- **Exercise requirements**:
[1] In the article on India's plans for the Chandrayaan-2 moon mission, reproduce the passage starting with "MarkWhittington writes: India" and going on through "flew past Pluto.", swapping "rover" for "robotic vehicle".
[2] Write the next part of the thread on India's nuclear-powered Chandrayaan-2 mission, picking up after its final sentence.
───── Selected excerpt
India Mulls Using Nuclear Power For Its Chandrayaan-2 Mission To the Moon

MarkWhittington writes: India is preparing its second mission to the moon, the Chandrayaan-2, as Space Insider noted. The mission will consist or an orbiter, a lander, and a rover. It will be launched on an Indian-built Geosynchronous Satellite Launch Vehicle (GSLV) in late 2017 or early 2018. Defense Daily reported that officials at the Indian Space Research Organization are mulling making the lunar mission nuclear powered, presumably with plutonium-fueled radioisotope thermoelectric generators (RTGs). RTGs use the heat of the decaying fuel to create electricity. Both the American and the Soviet space programs have used RTGs in their various spacecraft, the most recent one being the New Horizons space probe that recently flew past Pluto.

238Pu?

[Rei]

Does India actually have a stockpile of 238Pu? If not then where are they supposed to get it in two years? It's not like the world is awash in the stuff, and it takes time to set up a program and make it.
──────────
───── Material shown
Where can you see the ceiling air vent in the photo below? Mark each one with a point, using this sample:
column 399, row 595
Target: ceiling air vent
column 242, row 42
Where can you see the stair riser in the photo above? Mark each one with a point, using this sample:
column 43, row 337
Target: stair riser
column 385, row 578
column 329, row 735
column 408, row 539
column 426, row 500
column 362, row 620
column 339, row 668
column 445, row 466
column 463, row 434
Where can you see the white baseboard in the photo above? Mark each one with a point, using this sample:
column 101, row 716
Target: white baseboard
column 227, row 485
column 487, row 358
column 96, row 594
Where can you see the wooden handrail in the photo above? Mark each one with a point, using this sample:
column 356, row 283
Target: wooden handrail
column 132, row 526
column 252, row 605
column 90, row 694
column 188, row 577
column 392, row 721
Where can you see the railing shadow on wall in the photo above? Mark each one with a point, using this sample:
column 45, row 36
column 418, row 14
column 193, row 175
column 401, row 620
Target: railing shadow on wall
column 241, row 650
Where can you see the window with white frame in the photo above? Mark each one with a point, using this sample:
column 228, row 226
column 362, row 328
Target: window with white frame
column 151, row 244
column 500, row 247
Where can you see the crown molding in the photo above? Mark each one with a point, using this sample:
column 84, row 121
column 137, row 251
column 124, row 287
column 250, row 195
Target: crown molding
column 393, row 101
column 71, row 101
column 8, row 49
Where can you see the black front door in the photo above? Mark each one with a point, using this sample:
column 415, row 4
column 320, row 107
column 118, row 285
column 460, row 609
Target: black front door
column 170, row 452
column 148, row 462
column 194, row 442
──────────
- **Answers provided**:
[1]
MarkWhittington writes: India is preparing its second mission to the moon, the Chandrayaan-2, as Space Insider noted. The mission will consist or an orbiter, a lander, and a robotic vehicle. It will be launched on an Indian-built Geosynchronous Satellite Launch Vehicle (GSLV) in late 2017 or early 2018. Defense Daily reported that officials at the Indian Space Research Organization are mulling making the lunar mission nuclear powered, presumably with plutonium-fueled radioisotope thermoelectric generators (RTGs). RTGs use the heat of the decaying fuel to create electricity. Both the American and the Soviet space programs have used RTGs in their various spacecraft, the most recent one being the New Horizons space probe that recently flew past Pluto.

[2]
Honestly, Chandrayaan-2 is only a near-Earth mission, and not a super-long one - they don't need a long half-life element like 238Pu. Dirt-cheap 90Sr probably makes more sense, it's a widely available waste product. Or if India really wanted to impress the world, they'd make an actual nuclear reactor for space missions, not just an RTG, and offer to make them for sale to other countries. Russia made a few of them near the end of the Cold War (TOPAZ), but it's anything but off-the-shelf technology today. Another option to do something actually noteworthy would be to make a stirling RTG and leave on the moon, racking up operational hours in a space environment to demonstrate its reliability. A flight-tested stirling RTG would also be something that the west doesn't have.

Re:238Pu?

[Rei]

That is, of course, not how 238Pu is made. Neutron bombardment of uranium yields far too much 240Pu mixed in with the 238Pu**, and it's too much cost and difficulty to separate them. Instead, it's made by first taking nuclear waste and isolating the 237Np from it, which makes up only a very small fraction, so you have to process a lot. You then expose the relatively pure 237Np to a heavy neutron flux (which is expensive, as neutron flux is valuable), very slowly converting it to 238Pu via 238Np. You then regularly have to extract out either the 238Np, 238Pu, or both. It's an expensive process. 238Pu is a manufactured product, not a waste product.

** Uranium is mainly 233U, 235U, and 238U. We'll ignore 233U because it's so far away from 238Pu for now, and we'll ignore fissions, which are very unlikely to lead to Pu. 238U captures to 239U, which quickly decays to 239Np. This captures up to 240Np, which decays to 240Pu. 235U captures to 236U, which has too long of a half-live to be relevant. It captures to 237U. This can then either capture up to 238U (leading most likely to more 240Pu), or decay to 237Np. This then gives us the above route to 238Pu. But the longer series of bombardment chains needed, the comparative rarity of 235U to 238U in most reactors, and the cross sections involved, usually mean that under 2% of plutonium in nuclear waste is 238Pu.